** Selected extract follows **
Florida Attorney General James Uthmeier has filed a complaint against three professional groups, alleging they mislead the public regarding transgender procedures for minors.

Filed in the Circuit Court of the 19th Judicial Circuit in and for St. Lucie County on Tuesday, the lawsuit accuses the World Professional Association for Transgender Health (WPATH), the Endocrine Society and the American Academy of Pediatrics of creating “a treatment protocol that irreversibly alters children’s bodies to conform to their anxieties.”

“This sequence of interventions, which Defendants call ‘gender-affirming care,’ begins with puberty suppression, progresses to cross-sex hormones, and culminates in surgical procedures on minors’ breasts and genitals,” reads the complaint.

“But Defendants have a problem: there is no credible evidence that sex interventions alleviate pediatric gender dysphoria. To convince patients, insurance companies, regulators, and judges otherwise, Defendants initiated a coordinated campaign to develop ‘clinical guidelines’ recommending sex intervention for pediatric gender dysphoria.”

The state attorney general’s office went on to argue that “by continuing to reference one another over an extended period of time, Defendants’ guidelines built a façade of legitimacy.”

“The house of cards collapsed in 2024, however, when internal leaks, litigation discovery, and systematic reviews commissioned by national health agencies exposed Defendants’ ‘circular’ guidelines as an elaborate sham,” the suit added.

“Defendants’ reprehensible and immoral actions capitalize on the mental distress of children — as well as the natural affections and fears their parents — to help their members sell lucrative surgeries and drugs that irreversibly mutilate and chemically alter children’s bodies without providing any credible medical benefit.”
** End of Selected extract **
** Study material follows **
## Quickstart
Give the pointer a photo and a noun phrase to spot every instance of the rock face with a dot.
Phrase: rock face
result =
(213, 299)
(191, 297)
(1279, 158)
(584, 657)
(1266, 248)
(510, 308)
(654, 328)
** End of Study material **
▸ Activity 1:
According to the excerpt on the Florida lawsuit, in which court was the complaint filed?
▸ Activity 2:
Name every organization that the Florida lawsuit excerpt lists as a defendant.
▸ Activity 3:
Transcribe the passage from the Florida lawsuit excerpt starting at "Florida Attorney General" and ending at "procedures for minors.".

▸ Final answer 1:
The Circuit Court of the 19th Judicial Circuit in and for St. Lucie County.

▸ Final answer 2:
- World Professional Association for Transgender Health (WPATH)
- Endocrine Society
- American Academy of Pediatrics

▸ Final answer 3:
Florida Attorney General James Uthmeier has filed a complaint against three professional groups, alleging they mislead the public regarding transgender procedures for minors.